> Dataset excerpts:
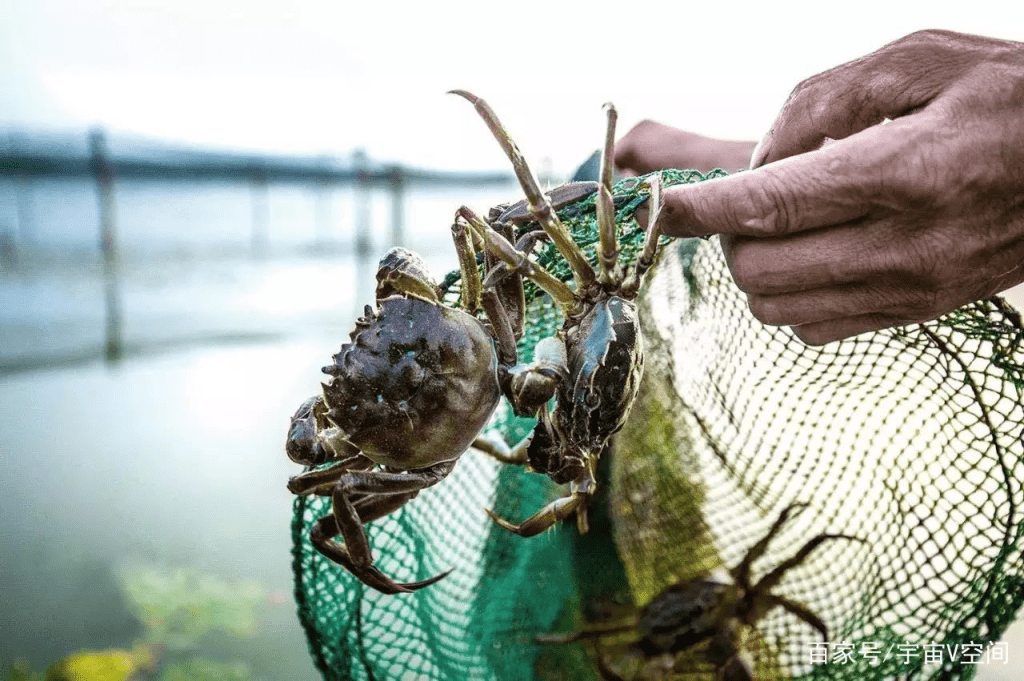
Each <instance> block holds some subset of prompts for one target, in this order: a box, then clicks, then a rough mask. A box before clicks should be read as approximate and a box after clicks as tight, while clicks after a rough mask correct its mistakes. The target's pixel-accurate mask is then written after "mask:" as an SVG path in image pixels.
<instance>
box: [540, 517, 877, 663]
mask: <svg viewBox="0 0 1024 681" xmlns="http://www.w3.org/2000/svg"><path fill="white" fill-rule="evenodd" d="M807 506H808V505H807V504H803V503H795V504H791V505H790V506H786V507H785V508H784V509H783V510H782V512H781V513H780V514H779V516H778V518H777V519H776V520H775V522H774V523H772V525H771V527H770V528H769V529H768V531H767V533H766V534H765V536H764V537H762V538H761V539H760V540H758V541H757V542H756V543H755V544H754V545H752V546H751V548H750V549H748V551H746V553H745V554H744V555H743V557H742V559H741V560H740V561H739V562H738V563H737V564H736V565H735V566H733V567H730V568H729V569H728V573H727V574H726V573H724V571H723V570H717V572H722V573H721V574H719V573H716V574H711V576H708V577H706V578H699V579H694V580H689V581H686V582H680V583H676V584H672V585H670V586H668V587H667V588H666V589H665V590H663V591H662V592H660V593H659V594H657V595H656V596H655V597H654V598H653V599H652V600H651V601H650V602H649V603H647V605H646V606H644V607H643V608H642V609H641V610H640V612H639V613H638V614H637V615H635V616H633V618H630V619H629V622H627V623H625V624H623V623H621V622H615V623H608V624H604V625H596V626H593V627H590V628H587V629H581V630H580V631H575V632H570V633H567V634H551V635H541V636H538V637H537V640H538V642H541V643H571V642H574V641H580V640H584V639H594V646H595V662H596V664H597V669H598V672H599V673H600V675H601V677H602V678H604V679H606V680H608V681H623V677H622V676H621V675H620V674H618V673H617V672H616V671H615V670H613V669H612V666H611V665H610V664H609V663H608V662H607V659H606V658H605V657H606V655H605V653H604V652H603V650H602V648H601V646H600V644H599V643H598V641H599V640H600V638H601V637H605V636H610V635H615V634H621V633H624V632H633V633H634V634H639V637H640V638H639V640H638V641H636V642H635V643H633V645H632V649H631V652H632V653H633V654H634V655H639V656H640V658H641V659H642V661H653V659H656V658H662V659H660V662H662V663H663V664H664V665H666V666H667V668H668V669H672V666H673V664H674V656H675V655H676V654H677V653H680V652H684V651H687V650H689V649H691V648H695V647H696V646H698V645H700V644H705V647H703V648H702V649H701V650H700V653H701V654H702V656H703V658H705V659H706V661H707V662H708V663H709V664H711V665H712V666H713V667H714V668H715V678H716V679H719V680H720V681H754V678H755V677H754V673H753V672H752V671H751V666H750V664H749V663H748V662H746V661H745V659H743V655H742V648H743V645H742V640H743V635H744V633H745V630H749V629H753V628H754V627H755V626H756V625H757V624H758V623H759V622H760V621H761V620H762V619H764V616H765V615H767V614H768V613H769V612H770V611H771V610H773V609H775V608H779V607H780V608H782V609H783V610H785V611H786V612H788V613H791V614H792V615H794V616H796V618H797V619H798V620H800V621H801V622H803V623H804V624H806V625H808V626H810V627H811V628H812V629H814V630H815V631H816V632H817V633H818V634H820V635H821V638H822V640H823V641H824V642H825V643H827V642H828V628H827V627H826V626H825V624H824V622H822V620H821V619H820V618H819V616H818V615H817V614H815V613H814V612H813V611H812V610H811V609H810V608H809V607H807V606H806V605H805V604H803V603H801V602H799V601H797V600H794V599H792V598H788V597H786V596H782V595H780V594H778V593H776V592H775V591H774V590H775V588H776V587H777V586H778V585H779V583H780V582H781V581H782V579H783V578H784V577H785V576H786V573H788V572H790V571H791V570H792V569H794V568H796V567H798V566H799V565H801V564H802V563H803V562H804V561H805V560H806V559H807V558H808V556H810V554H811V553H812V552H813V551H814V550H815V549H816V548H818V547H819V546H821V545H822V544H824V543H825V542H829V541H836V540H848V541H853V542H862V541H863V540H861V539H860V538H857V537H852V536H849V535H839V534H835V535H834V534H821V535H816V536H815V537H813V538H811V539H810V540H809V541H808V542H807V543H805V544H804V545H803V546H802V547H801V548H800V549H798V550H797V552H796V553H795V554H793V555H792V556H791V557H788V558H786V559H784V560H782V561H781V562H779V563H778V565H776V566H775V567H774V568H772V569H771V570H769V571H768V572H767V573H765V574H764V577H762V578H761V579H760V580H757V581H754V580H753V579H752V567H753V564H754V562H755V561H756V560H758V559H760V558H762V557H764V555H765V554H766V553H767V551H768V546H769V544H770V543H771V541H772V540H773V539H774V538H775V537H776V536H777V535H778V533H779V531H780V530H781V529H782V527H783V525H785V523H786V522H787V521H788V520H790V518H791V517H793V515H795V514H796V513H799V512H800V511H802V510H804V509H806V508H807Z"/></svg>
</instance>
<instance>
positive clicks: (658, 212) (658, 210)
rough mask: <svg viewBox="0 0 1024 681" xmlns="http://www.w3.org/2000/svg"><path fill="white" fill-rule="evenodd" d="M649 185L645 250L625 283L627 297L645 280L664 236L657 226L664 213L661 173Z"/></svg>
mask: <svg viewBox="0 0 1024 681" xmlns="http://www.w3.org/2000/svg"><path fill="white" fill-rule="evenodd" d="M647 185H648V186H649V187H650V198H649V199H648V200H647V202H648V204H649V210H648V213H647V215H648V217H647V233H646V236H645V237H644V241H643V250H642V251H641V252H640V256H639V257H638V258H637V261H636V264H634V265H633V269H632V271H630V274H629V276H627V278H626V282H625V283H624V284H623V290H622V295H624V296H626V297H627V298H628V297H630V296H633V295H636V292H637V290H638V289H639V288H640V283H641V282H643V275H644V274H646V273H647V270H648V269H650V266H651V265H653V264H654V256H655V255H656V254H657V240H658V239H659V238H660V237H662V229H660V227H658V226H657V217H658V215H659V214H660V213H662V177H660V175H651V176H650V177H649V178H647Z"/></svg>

...

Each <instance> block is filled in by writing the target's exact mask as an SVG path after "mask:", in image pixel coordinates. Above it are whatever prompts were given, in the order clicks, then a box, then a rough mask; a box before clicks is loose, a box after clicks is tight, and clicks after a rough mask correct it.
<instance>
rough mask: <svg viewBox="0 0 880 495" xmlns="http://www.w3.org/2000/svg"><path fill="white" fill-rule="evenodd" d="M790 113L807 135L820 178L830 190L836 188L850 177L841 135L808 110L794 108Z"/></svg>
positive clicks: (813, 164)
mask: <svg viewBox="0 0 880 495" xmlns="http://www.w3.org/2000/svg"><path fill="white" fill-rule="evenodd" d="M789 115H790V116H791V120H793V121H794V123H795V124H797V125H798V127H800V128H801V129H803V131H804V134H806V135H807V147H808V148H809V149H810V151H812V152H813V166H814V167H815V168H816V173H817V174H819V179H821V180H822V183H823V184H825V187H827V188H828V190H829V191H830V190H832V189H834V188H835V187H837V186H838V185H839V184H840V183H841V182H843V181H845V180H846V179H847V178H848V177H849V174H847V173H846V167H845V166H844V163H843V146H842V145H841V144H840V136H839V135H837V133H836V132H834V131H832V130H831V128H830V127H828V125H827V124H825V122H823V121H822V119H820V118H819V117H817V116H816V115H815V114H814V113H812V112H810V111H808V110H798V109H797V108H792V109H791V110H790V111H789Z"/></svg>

> What is being asked: Copy everything in the records above from the line containing "Each <instance> block holds" down to the line containing "box: [540, 517, 877, 663]", both of those lines included, and nothing else.

> Result:
Each <instance> block holds some subset of prompts for one target, in this order: a box, then clicks, then a rough mask. A box before clicks should be read as approximate and a box after clicks as tight, while clicks after a rough mask correct its mistakes. The target's pixel-accurate mask is then written after "mask:" as an SVG path in image pixels.
<instance>
box: [540, 517, 877, 663]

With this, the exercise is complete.